- [Dataset content]:

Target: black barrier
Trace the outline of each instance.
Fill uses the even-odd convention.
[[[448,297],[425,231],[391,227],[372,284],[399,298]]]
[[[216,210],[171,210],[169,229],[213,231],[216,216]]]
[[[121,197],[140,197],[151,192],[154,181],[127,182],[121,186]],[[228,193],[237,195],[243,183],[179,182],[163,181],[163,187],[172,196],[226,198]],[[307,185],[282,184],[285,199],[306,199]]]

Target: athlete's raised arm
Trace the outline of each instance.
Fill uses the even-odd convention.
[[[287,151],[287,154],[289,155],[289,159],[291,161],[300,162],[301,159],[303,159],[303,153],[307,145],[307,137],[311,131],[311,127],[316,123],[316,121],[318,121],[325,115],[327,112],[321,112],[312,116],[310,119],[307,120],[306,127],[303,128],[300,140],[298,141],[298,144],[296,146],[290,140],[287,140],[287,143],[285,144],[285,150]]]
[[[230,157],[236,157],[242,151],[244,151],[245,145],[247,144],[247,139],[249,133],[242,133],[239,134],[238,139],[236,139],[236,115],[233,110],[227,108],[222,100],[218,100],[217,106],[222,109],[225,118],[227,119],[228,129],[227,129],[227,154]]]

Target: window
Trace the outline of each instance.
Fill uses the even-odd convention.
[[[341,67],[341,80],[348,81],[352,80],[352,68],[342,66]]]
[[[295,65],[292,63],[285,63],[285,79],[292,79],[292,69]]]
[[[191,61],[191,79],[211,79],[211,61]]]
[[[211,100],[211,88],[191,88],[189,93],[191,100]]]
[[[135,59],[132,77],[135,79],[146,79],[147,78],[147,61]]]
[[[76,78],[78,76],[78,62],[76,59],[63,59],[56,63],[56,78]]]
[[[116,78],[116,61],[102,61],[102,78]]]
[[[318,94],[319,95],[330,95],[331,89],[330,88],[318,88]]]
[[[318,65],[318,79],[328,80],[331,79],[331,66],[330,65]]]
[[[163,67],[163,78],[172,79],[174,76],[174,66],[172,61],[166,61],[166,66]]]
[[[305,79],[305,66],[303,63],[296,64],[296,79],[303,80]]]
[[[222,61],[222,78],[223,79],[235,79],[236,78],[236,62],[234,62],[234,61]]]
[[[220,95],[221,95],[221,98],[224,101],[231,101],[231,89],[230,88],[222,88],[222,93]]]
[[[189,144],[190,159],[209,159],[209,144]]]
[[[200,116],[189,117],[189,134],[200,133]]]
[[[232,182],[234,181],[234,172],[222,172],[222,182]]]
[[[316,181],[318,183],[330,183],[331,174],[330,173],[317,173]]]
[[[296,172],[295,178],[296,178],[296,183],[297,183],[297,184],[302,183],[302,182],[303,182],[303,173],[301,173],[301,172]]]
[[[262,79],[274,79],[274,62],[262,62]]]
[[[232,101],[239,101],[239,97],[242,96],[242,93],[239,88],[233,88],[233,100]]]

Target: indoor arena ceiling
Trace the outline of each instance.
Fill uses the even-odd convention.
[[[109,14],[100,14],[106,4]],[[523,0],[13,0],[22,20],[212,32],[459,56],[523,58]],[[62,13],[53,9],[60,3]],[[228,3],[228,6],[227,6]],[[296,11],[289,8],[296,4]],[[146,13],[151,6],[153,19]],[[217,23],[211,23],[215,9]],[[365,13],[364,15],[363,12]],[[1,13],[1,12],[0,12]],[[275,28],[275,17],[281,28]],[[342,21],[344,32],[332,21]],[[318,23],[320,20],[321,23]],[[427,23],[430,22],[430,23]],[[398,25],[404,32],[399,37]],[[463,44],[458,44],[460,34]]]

- [Written instruction]: Format the lines above as a JSON list of strings, with one string for each line and blank lines left out.

- [Response to the task]:
[
  "Target: black barrier",
  "Trace the outline of each instance.",
  "Fill uses the even-odd convention.",
  "[[[448,297],[425,231],[391,227],[372,284],[399,298]]]",
  "[[[216,210],[171,210],[169,229],[213,231],[216,216]]]",
  "[[[121,197],[140,197],[151,192],[154,181],[127,182],[121,186]],[[228,193],[237,195],[243,183],[179,182],[163,181],[163,187],[172,196],[226,198]],[[307,185],[282,184],[285,199],[306,199]]]",
  "Target: athlete's raised arm",
  "Trace the outline of each instance.",
  "Fill uses the even-odd convention.",
  "[[[287,151],[287,154],[289,155],[289,159],[291,161],[300,162],[301,159],[303,159],[303,153],[307,145],[307,137],[311,131],[311,127],[316,123],[316,121],[318,121],[325,115],[327,112],[321,112],[312,116],[310,119],[307,120],[306,127],[303,128],[300,140],[298,141],[298,144],[296,146],[290,140],[287,140],[287,143],[285,144],[285,150]]]",
  "[[[230,157],[236,157],[242,151],[244,151],[245,145],[247,144],[247,139],[249,133],[242,133],[239,134],[238,139],[236,139],[236,115],[233,110],[227,108],[222,100],[218,100],[217,106],[222,109],[225,118],[227,119],[228,129],[227,129],[227,154]]]",
  "Target: window",
  "Trace the outline of each instance.",
  "Fill uses the even-odd convention.",
  "[[[341,67],[341,80],[348,81],[352,80],[352,68],[342,66]]]",
  "[[[295,65],[292,63],[285,63],[285,79],[292,79],[292,69]]]",
  "[[[191,61],[191,79],[211,79],[211,61]]]",
  "[[[211,100],[211,88],[191,88],[189,93],[191,100]]]",
  "[[[135,59],[132,77],[135,79],[146,79],[147,78],[147,61]]]",
  "[[[76,78],[78,76],[78,62],[76,59],[63,59],[56,63],[56,78]]]",
  "[[[116,78],[116,61],[102,61],[102,78]]]",
  "[[[318,94],[319,95],[330,95],[331,89],[330,88],[318,88]]]",
  "[[[318,65],[318,79],[328,80],[331,79],[331,66],[330,65]]]",
  "[[[163,67],[163,78],[172,79],[174,76],[174,66],[172,61],[166,61],[166,66]]]",
  "[[[305,79],[305,66],[303,63],[296,64],[296,79],[303,80]]]",
  "[[[222,61],[222,78],[223,79],[235,79],[236,78],[236,62],[234,62],[234,61]]]",
  "[[[220,95],[221,95],[221,98],[224,101],[231,101],[231,89],[230,88],[222,88],[222,93]]]",
  "[[[189,144],[190,159],[209,159],[209,144]]]",
  "[[[200,116],[189,117],[189,134],[200,133]]]",
  "[[[232,182],[234,181],[234,172],[222,172],[222,182]]]",
  "[[[316,181],[318,183],[330,183],[331,174],[330,173],[317,173]]]",
  "[[[296,172],[295,178],[296,178],[296,183],[297,183],[297,184],[302,183],[302,182],[303,182],[303,173],[301,173],[301,172]]]",
  "[[[262,79],[274,79],[274,62],[262,62]]]",
  "[[[232,101],[239,101],[239,97],[242,96],[242,93],[239,88],[233,88],[233,100]]]",
  "Target: indoor arena ceiling",
  "Trace the outline of each instance.",
  "Fill uses the even-odd convention.",
  "[[[109,14],[100,14],[106,4]],[[523,0],[13,0],[22,20],[212,32],[459,56],[523,58]],[[62,13],[53,9],[60,3]],[[228,3],[228,6],[227,6]],[[296,11],[289,8],[296,4]],[[146,13],[151,6],[153,19]],[[217,23],[211,23],[215,9]],[[365,13],[364,15],[363,12]],[[1,13],[1,12],[0,12]],[[275,28],[275,17],[281,28]],[[342,21],[344,32],[332,21]],[[318,23],[320,20],[321,23]],[[427,23],[430,22],[430,23]],[[398,25],[404,32],[399,37]],[[463,44],[458,44],[460,34]]]"
]